* LISTED ENTRIES

<<<<

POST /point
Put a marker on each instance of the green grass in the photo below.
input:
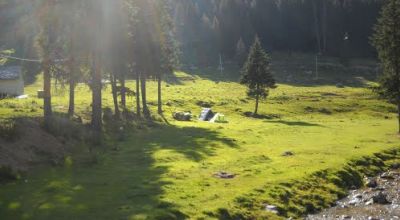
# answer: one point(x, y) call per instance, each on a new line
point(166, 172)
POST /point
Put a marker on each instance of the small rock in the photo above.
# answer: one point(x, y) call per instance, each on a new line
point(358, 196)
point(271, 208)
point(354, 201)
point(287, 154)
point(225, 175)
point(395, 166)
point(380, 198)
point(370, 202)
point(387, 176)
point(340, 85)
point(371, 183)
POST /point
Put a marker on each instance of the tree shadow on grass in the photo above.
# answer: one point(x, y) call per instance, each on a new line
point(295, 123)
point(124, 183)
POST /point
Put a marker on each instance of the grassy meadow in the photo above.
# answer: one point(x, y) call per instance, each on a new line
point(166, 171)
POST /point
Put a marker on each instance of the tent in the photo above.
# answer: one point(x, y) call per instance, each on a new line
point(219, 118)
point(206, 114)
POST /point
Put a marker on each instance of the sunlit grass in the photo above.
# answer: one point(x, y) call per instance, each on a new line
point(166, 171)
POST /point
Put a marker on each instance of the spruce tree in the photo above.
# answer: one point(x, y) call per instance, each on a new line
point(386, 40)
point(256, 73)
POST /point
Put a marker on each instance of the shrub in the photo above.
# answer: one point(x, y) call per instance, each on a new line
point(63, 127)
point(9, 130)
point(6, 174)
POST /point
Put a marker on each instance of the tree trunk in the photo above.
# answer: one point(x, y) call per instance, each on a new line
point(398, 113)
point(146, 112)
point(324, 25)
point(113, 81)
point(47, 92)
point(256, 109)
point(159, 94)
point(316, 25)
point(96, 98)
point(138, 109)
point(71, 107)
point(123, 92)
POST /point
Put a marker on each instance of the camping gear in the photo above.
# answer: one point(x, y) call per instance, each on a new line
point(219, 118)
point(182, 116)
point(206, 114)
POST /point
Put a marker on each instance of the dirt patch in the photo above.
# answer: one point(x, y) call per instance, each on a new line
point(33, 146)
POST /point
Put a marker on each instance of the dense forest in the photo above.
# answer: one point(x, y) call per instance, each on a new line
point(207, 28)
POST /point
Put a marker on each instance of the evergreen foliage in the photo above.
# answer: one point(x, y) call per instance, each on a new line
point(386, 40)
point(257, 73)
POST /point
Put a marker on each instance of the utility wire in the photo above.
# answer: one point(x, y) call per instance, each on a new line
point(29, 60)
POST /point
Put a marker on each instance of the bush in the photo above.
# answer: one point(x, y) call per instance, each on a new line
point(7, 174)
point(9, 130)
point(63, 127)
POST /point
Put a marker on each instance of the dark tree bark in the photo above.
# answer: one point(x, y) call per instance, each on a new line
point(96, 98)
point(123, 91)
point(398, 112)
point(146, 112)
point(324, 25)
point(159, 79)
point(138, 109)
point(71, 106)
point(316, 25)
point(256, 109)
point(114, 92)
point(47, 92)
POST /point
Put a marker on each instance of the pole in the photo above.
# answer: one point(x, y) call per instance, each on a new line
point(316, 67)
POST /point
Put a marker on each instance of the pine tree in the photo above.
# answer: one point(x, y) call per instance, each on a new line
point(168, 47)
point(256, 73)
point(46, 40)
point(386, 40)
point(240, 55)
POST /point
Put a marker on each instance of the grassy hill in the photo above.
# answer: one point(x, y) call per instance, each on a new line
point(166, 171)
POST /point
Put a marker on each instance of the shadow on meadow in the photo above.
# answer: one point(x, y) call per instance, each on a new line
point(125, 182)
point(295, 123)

>>>>
<<<<

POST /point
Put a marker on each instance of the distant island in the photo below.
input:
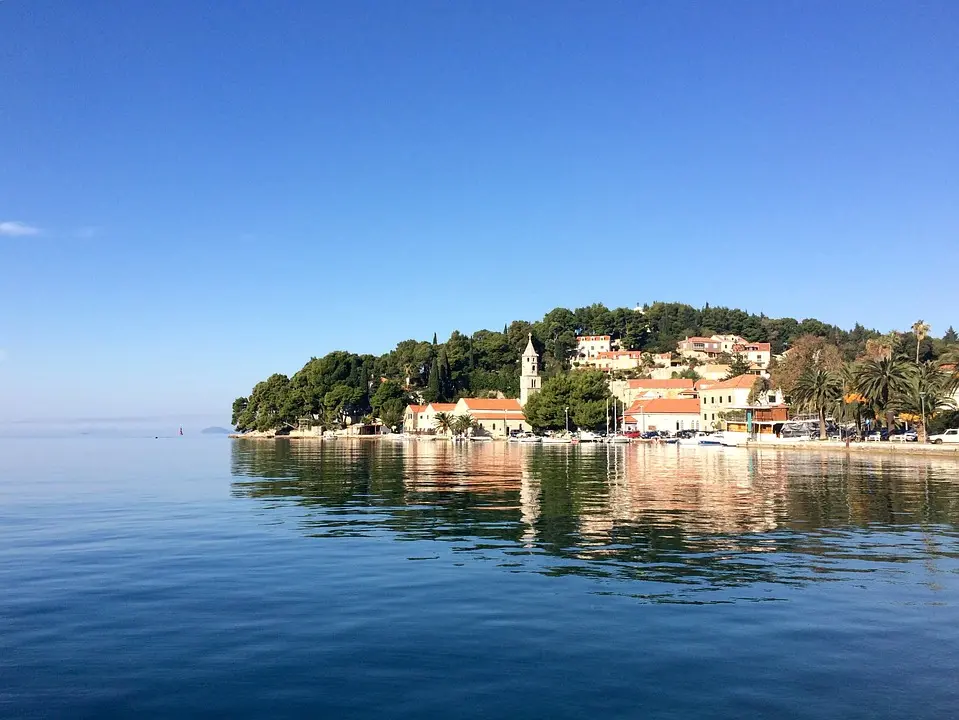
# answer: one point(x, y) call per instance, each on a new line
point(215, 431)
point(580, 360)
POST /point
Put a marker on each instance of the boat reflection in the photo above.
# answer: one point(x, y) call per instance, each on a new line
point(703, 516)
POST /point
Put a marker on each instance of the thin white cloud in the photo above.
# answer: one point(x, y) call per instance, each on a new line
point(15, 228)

>>>>
<<<<

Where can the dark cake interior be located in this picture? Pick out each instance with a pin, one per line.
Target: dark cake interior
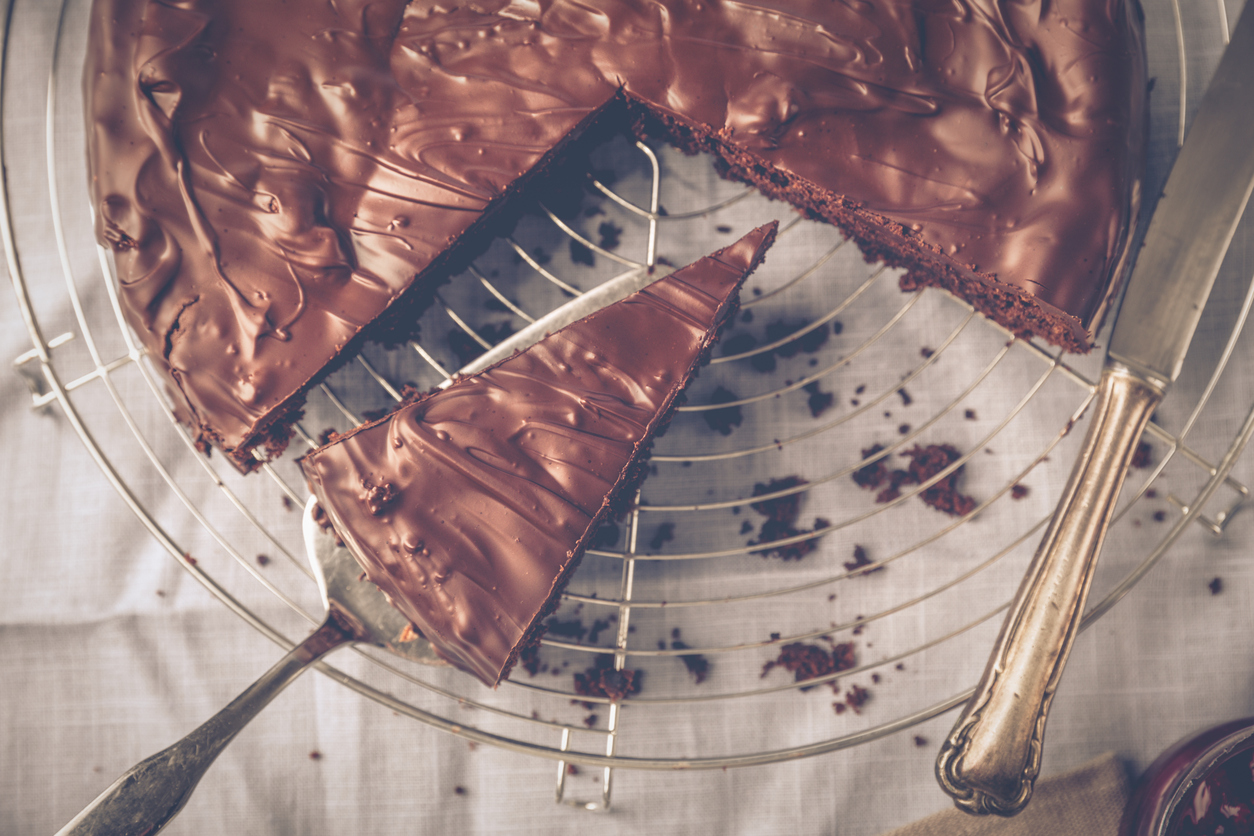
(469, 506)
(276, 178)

>>>>

* GOAL OF THE EXERCISE
Give the number of lines above in which the word "grassy" occurs, with nothing else.

* TASK OUTPUT
2